- Opening Delimiter -

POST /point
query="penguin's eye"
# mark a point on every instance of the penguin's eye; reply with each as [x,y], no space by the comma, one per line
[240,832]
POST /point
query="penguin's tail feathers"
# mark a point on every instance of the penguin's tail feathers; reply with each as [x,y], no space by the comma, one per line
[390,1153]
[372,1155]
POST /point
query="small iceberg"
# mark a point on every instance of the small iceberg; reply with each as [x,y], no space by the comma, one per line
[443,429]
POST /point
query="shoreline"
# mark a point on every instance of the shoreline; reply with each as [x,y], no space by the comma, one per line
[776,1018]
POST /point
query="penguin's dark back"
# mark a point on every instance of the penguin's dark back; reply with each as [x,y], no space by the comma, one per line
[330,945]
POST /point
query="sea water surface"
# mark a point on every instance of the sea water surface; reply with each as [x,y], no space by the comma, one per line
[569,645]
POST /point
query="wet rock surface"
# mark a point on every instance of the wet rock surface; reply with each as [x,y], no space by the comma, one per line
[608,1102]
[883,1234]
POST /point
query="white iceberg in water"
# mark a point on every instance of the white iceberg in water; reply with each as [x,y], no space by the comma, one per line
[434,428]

- Closing Delimiter -

Task brief:
Everything from the line with "# mark a point on every instance of the penguin's dark" to the last line of the entries is to be written out exactly; omit all earlier lines.

Exercise answer:
# mark a point on every instance of the penguin's dark back; reply with each as [x,y], no space by the comma, one per line
[330,945]
POST /point
query="sea water surface"
# mark a point on every instance of the sea water surface; reply with each as [x,y], no space by the comma, one per line
[569,645]
POST /point
query="wet rock surface"
# mark a point on every instance of the wet rock surface; reply with each as [x,y], no space by the comma, one per line
[608,1102]
[883,1234]
POST /point
query="white iceberg in water"
# mark a point on every instance of the white iceberg in water; reply with each as [x,y], no space by the comma, one per line
[434,428]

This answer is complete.